Identify each line in the records below that contains the string "side", with case counting, and copy those lines.

----------

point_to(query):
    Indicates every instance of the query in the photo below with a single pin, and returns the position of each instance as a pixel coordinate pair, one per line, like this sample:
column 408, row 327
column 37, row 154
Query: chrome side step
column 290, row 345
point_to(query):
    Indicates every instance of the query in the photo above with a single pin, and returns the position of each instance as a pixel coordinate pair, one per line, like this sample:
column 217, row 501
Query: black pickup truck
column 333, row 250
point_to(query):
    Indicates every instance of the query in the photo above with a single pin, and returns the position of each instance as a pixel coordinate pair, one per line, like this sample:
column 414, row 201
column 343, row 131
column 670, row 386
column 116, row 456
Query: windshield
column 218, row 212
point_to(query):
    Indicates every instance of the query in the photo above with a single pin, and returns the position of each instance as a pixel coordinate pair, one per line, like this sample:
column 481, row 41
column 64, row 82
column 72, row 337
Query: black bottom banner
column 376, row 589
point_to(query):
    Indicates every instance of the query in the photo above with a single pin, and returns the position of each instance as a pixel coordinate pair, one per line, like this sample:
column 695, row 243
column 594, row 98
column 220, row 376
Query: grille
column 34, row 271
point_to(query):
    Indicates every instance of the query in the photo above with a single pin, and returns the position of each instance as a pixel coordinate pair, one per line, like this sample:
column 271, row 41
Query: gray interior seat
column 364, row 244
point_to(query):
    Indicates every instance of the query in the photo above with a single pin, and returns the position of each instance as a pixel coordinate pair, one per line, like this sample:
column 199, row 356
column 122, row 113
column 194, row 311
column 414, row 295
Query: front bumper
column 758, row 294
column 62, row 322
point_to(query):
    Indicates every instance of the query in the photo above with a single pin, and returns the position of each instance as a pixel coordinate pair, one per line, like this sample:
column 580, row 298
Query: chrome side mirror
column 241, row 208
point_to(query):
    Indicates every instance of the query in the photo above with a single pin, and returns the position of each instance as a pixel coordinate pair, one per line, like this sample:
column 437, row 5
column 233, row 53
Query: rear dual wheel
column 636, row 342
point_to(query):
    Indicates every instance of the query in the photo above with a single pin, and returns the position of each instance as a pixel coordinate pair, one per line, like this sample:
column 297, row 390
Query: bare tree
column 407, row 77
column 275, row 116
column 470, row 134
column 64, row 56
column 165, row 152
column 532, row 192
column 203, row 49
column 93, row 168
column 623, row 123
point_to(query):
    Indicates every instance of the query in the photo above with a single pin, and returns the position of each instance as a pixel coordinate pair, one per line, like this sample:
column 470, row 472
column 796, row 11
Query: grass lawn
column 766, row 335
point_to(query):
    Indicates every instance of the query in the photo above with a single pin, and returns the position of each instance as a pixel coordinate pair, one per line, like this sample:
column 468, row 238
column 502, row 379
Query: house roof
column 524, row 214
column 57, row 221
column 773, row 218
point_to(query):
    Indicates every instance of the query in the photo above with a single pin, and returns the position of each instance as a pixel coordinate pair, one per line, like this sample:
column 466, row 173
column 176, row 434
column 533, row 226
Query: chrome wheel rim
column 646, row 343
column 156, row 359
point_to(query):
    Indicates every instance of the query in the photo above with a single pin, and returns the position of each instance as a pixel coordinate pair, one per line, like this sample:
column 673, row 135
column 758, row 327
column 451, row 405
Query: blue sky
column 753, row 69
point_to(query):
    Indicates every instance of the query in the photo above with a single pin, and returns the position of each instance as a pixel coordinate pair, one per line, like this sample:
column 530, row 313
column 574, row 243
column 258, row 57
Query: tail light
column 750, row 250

----------

» The result
Query: chrome side step
Query: chrome side mirror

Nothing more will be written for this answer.